[Natural language region descriptions]
—————
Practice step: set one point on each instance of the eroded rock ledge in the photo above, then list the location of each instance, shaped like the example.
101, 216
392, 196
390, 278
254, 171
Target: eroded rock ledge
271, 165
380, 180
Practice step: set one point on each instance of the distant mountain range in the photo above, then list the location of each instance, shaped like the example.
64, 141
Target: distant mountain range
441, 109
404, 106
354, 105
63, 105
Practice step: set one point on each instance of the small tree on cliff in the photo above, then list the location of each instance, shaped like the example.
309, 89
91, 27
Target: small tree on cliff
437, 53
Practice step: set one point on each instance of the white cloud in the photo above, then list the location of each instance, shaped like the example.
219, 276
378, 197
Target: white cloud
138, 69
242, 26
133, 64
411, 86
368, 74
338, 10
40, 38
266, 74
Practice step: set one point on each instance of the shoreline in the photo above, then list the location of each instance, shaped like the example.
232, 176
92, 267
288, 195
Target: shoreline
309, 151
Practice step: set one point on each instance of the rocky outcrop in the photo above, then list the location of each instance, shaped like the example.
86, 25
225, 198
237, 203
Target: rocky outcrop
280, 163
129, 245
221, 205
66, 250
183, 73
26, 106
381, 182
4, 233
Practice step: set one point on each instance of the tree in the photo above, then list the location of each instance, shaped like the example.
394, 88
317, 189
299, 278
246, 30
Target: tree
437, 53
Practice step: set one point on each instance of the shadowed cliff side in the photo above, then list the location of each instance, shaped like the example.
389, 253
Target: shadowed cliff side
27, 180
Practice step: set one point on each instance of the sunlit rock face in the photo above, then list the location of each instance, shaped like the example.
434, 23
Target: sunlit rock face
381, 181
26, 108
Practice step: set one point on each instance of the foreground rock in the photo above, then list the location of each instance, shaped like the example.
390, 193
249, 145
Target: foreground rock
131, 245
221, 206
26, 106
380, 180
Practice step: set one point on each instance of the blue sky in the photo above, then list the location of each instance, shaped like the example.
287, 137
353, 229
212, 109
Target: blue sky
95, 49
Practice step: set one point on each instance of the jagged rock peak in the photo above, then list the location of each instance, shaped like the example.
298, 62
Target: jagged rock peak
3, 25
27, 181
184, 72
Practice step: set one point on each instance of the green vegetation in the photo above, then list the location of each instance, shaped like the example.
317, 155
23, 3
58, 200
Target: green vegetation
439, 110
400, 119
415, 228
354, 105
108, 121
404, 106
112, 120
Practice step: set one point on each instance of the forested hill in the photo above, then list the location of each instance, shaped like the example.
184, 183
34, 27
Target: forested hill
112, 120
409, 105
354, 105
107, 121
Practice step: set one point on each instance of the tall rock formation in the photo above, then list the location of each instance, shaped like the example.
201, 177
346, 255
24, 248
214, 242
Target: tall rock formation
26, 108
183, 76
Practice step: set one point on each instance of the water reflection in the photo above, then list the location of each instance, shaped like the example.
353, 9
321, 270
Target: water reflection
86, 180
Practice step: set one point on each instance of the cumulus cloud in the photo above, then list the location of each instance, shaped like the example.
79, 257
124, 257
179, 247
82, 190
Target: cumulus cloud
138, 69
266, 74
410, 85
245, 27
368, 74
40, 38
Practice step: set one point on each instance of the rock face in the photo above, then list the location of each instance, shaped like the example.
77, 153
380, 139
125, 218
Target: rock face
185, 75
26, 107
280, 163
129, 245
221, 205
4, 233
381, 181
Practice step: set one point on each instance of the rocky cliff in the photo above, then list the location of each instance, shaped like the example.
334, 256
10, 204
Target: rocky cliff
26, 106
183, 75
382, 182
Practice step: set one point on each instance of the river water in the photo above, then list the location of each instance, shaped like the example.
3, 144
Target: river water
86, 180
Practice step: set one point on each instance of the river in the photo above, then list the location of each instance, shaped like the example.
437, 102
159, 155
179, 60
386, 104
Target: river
—————
• EXERCISE: The expected output is an exact copy of all the records above.

• OUTPUT FOR THIS TASK:
Practice step: set one point on each instance of the eroded rock ledge in the photo above, then list the location of each instance, shaped like the example.
101, 216
392, 196
390, 278
254, 171
Target: eroded rock ledge
271, 165
380, 180
Practice step: set one point on each instance of the distant mountain range in the photo above, then list the location of each instance, shaped like the example.
64, 141
Target: distant mountain range
441, 109
404, 106
354, 105
63, 105
Practice step: set one point on each instance of the small tree on cliff in the photo above, then list the location of each instance, shaped like the example.
309, 89
91, 27
Target: small tree on cliff
437, 53
Practice step: set one point on each instance of the white cloud in the photo above, then list the location of each instance, shaped like the example.
219, 276
378, 197
Target: white cloud
138, 69
242, 26
133, 64
411, 86
368, 74
338, 10
40, 38
266, 74
Practice step: set one point on each instance of the shoreline in the photo above, then list the location of each instance, shaped like the example.
232, 176
92, 267
288, 195
Target: shoreline
309, 151
Practice step: set one point on each instance of the rocky outcrop in the photo above, then list the location of each instance, shaped like the example.
86, 25
225, 198
237, 203
Target: rocky outcrop
280, 163
129, 245
221, 205
66, 250
183, 73
26, 106
381, 182
4, 233
Practice step: set one point on each instance of the tree in the photo above, then list the location of each instance, shaped like the example.
394, 88
317, 189
299, 278
246, 30
Target: tree
437, 53
Practice step: set one point on each instance of the shadowed cliff side in the photo above, then list the location of each instance, shaped like the example.
389, 253
Target: shadowed cliff side
27, 180
Practice step: set one point on each instance of the sunlit rock face in the photo above, then list the location of each instance, shaped like the example.
434, 23
Target: sunlit rock face
381, 181
26, 108
Practice step: set one point on each instance of the foreground rock in the photo above, then list the location of each instance, shaped like the example.
390, 193
249, 145
Target: foreground rock
131, 245
221, 206
26, 106
380, 180
Practice step: set one point on each instance of the blue sky in the photo above, then list the location of each instance, shaped like the example.
287, 137
353, 229
212, 109
Target: blue sky
95, 49
Practice step: set one point on each instance of the jagged rock peak in the photo above, then list the location of each instance, shaped like the example.
298, 62
Target: jagged rock peak
3, 25
27, 181
184, 72
Practice step: set one point on each instance of the green vegetation in the photo above, then list the location of each instance, shaped like the example.
317, 155
23, 3
58, 200
Target: green vegetation
439, 110
400, 119
415, 228
354, 105
108, 121
404, 106
112, 120
Practice step: set one point on each instance of the forested hill in the photo above, then list the location of each instance, shaped like the example.
184, 183
34, 27
Target: forested hill
112, 120
409, 105
354, 105
107, 121
Practice step: set one point on each instance of the tall rock formation in the photo above, then list the location of each instance, shaped like the example.
201, 177
346, 255
24, 248
214, 242
Target: tall rock formation
26, 108
183, 76
Practice step: set one point on each instance of the water reflection in the photo above, then list the location of each instance, shaped like the example.
353, 9
321, 270
Target: water reflection
86, 180
Practice step: set one point on each instance of the cumulus cloud in the photo above, then list the location of each instance, shaped like the example.
79, 257
124, 257
179, 247
82, 190
Target: cumulus cloud
138, 69
266, 74
410, 85
245, 27
368, 74
40, 38
Practice step: set one point on each instance of the rock face in the photo above, then list the location of each instance, shaped like the example.
77, 153
380, 139
125, 218
Target: rock face
185, 75
26, 107
280, 163
129, 245
221, 205
4, 233
381, 181
Practice step: set one point on each instance of the rocky cliff in the photo above, then list the location of each instance, shaped like the example.
334, 256
10, 204
Target: rocky cliff
26, 106
183, 75
382, 182
Practice step: set one point on each instance of the river water in the photo above, then list the location of each instance, shaped like the example.
3, 144
Target: river water
86, 180
Practice step: set one point on each instance of the river in the photo above, then list the location of each instance, shaped like the example.
437, 102
159, 155
179, 60
386, 104
Target: river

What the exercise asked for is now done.